## Excerpt to read

━━━━━━

3.5 Microstructure analysis
In conclusion, among FLWB, CLA-WB were closer to the quality of commercial walnut butter. Therefore, the walnut butter with CLA addition was selected for further microstructural analysis. Image analysis provided information on the pixel organization of the different regions of the samples (Backes and Bruno, 2013). The walnut butter samples prepared with CLA were further analyzed using optical microscopy Fig. 7 showed the optical microstructure of walnut butter prepared by CLA and commercially available walnut butter. The results indicated that all walnut butter showed a porous matrix structure encasing the oil droplets. Proteins were adsorbed on the surface of the oil droplets while some of them formed aggregates between the oil droplets and the proteins. The aggregation of SS1 and SS2 was higher while the oil droplet size of SS1 was more homogeneous. Emulsion droplets with smaller average particle size may result in a larger total interfacial area of emulsion droplets and more adsorbed proteins (Farshchi et al., 2013), thus preventing aggregation between oil droplets. The formation of high oil content and low interfacial adsorbed proteins may result in unstable oil droplets that tended to form aggregated large oil droplets (Fig. 7F). Due to protein and oil droplet interactions, FLWB had a particle size and emulsion structure, which was similar to that of commercial products (Xu et al., 2020). The results showed that the quality of CLA-WB was closer to that of commercial walnut butter. Further microscopic results showed that the particle size, distribution and aggregation of CLA-6.5 were closer to the microstructure of commercial walnut butter.

━━━━━━

## Data section
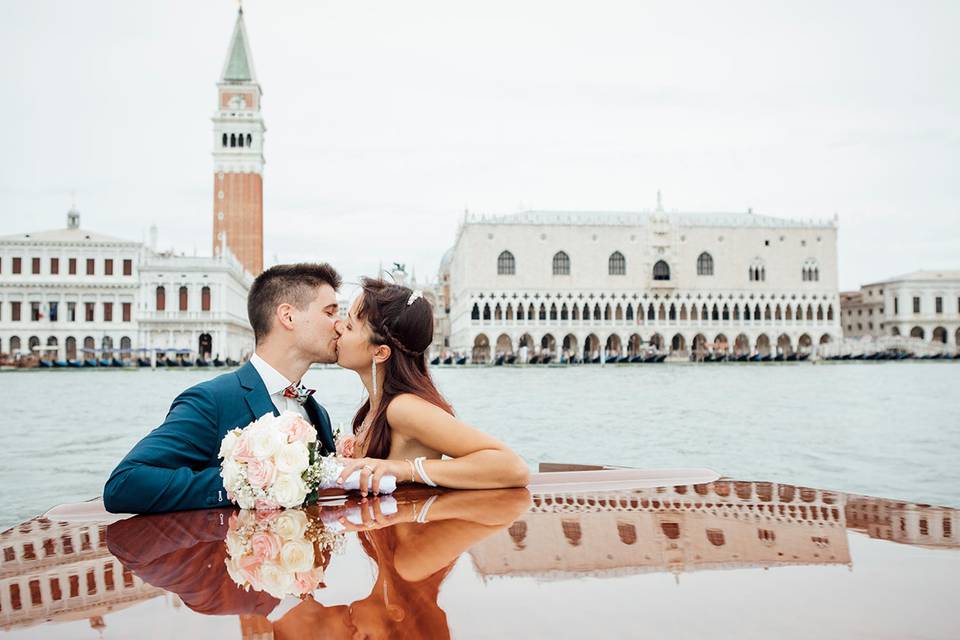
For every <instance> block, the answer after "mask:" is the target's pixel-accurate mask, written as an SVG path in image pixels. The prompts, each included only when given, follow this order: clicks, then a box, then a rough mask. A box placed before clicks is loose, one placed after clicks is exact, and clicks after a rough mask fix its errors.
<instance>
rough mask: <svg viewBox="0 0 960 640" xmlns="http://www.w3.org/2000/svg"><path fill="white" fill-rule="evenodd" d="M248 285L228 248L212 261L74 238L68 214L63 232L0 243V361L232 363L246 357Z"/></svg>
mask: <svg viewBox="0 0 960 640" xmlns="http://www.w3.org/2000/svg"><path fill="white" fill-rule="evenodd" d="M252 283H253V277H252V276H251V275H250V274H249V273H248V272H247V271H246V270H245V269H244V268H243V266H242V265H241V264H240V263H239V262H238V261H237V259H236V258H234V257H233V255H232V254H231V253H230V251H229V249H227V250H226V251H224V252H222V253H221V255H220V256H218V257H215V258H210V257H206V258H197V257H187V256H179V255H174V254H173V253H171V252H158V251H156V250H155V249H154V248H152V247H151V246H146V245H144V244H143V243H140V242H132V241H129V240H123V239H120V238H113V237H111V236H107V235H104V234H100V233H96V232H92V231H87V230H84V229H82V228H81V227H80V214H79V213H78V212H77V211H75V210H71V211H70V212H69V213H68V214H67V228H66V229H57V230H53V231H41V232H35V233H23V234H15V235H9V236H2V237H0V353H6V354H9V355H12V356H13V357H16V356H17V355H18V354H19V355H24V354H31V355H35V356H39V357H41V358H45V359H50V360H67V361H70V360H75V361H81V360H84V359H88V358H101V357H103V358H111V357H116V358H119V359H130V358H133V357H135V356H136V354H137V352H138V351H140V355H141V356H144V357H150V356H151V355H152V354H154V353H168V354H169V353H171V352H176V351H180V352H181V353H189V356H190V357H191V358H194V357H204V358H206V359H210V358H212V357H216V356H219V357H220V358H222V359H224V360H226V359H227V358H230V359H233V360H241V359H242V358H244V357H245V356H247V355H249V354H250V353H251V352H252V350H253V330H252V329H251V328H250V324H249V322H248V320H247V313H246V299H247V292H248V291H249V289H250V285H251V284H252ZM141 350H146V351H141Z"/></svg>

━━━━━━

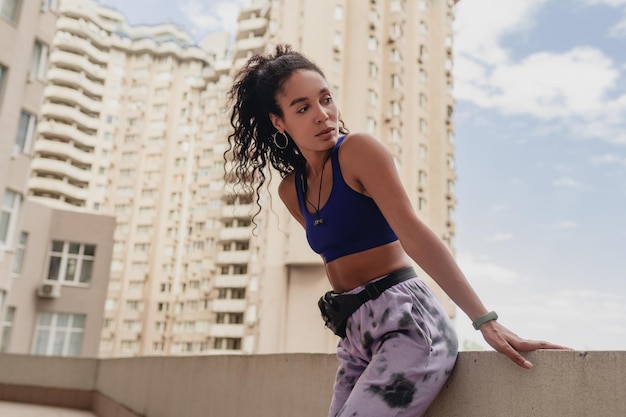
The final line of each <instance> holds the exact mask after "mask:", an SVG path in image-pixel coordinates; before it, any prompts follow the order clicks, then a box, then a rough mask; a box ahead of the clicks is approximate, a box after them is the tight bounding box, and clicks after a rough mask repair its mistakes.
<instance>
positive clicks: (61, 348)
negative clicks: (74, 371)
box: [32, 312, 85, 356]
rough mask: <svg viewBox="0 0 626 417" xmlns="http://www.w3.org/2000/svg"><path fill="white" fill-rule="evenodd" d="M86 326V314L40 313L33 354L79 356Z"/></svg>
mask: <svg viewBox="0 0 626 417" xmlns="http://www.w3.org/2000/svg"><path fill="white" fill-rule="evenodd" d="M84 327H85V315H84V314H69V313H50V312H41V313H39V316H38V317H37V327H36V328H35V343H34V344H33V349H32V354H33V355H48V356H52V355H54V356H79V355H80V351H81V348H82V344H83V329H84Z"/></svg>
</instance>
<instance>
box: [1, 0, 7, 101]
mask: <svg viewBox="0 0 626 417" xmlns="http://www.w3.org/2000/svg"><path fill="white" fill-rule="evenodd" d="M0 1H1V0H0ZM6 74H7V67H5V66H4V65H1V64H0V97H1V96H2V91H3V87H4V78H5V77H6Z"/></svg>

━━━━━━

## Complete the following
- A) In the walnut butter microstructure passage, what kind of structure did all the walnut butter samples show under optical microscopy?
- B) Extend the walnut butter microstructure passage, starting right after its final sentence.

## Results
- A) A porous matrix structure encasing the oil droplets.

- B)
Conclusion
In this study, different types and additions of FL (MCT, DG, CLA) were selected to prepare walnut butter. By measuring the physicochemical properties of the three groups of samples, it was obtained that when the addition ratio of CLA and defatted walnut meal was 6.5:3.5, the prepared walnut butter had the similar properties to commercial walnut butter. FLWB with similar processing physical properties and microscopic morphology as commercial walnut butter could be obtained after vibratory ball mill grinding. In addition, FLWB contained 65% CLA had higher bioactive functions. This study provided a new way for the comprehensive development and utilization of defatted walnut meal, which could help the development of functional lipids walnut butter. Vibratory ball milling technology was used to grind walnut butter in a single process to streamline the milling process. which provided a new method for the preparation of functional lipids walnut butter.